= JOB =
Transcribe the material in full, exactly as written.

------ THE DATA

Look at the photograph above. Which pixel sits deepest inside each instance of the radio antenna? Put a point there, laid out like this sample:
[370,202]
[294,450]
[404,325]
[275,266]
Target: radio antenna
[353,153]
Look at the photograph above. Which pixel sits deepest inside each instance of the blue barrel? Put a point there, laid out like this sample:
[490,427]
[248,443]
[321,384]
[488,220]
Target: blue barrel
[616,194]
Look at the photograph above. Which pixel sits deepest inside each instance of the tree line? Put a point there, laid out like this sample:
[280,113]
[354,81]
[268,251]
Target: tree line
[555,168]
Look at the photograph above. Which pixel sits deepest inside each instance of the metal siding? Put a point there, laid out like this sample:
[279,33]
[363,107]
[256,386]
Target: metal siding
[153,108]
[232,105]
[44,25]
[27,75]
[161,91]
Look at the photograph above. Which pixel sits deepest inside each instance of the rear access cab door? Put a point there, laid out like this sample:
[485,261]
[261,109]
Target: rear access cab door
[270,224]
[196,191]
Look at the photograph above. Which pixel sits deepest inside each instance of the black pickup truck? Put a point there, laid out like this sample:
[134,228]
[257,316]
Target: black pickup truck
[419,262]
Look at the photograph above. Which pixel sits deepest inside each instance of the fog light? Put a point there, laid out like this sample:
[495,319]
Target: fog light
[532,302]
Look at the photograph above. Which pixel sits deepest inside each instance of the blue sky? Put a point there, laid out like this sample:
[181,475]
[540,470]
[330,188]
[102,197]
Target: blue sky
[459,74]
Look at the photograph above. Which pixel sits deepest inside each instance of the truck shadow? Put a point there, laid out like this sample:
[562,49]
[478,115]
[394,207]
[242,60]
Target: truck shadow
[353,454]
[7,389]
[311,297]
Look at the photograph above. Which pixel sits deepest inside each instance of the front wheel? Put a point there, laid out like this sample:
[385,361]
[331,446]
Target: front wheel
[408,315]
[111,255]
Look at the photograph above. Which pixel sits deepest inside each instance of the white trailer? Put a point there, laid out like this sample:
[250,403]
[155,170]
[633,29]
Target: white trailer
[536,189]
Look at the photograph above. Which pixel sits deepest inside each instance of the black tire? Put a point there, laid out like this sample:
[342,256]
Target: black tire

------------

= ANSWER TO THE EXERCISE =
Look at the photograph above. Which pixel sits deepest inside each instance of the radio antenna? Put a point there, laid out like this sample:
[370,202]
[294,450]
[404,325]
[275,266]
Target: radio antenna
[353,153]
Look at the photograph above. Which pixel sits deepest inside each instance of the blue barrel? Put a point there, laid out like this sample:
[490,427]
[248,443]
[321,384]
[488,220]
Target: blue barrel
[616,194]
Look at the photograph above. Which pixel sits deepest inside each instance of the tree line? Put a point there, laid out like this sample:
[280,113]
[354,81]
[268,251]
Target: tree line
[555,168]
Look at the photograph above. Which pixel sits deepest inside each instance of the metal siding? Put a point there, laid out like this sample:
[279,33]
[363,107]
[256,386]
Target: metal siding
[153,108]
[232,105]
[44,25]
[27,75]
[161,91]
Look at the photograph above. Which pixel sits deepest inside each instance of the rear access cab door? Put a point there, laid out like this sample:
[485,261]
[261,109]
Target: rear access cab door
[270,224]
[196,191]
Look at the photograph above. Which pixel sits deepest inside each instance of the black pickup truck? Put a point there, laid out like this sample:
[134,228]
[257,316]
Target: black pickup truck
[419,262]
Look at the photograph above. Which pixel sits deepest inside each instance of the fog light? Put a point there, laid out like this sample:
[495,319]
Target: fog light
[532,302]
Look at the photograph above. Which pixel sits deepest inside each instance of the blue sky? Put a point there, laid out like this sample:
[181,475]
[540,470]
[330,188]
[102,197]
Target: blue sky
[459,74]
Look at the photograph above. Which pixel sits deepest inside each instance of the truck shadow? Put a point there, laid out like this sample:
[562,49]
[478,115]
[394,207]
[242,60]
Target: truck shadow
[353,454]
[7,389]
[311,297]
Look at the photograph above. Which pixel sits deepest inside each instance of the front wheel? Put a point there, laid out like this sample:
[385,361]
[331,446]
Target: front wheel
[408,315]
[111,255]
Look at the photograph above. Which pixel sits deepest inside each instance of the white trailer? Put a point there, laid out like this sample:
[250,403]
[155,170]
[633,29]
Target: white trailer
[536,189]
Look at the photograph above. Which pixel sits deepest inside each instance of the black tire? Put a point there, laid out like this sample:
[342,256]
Target: black tire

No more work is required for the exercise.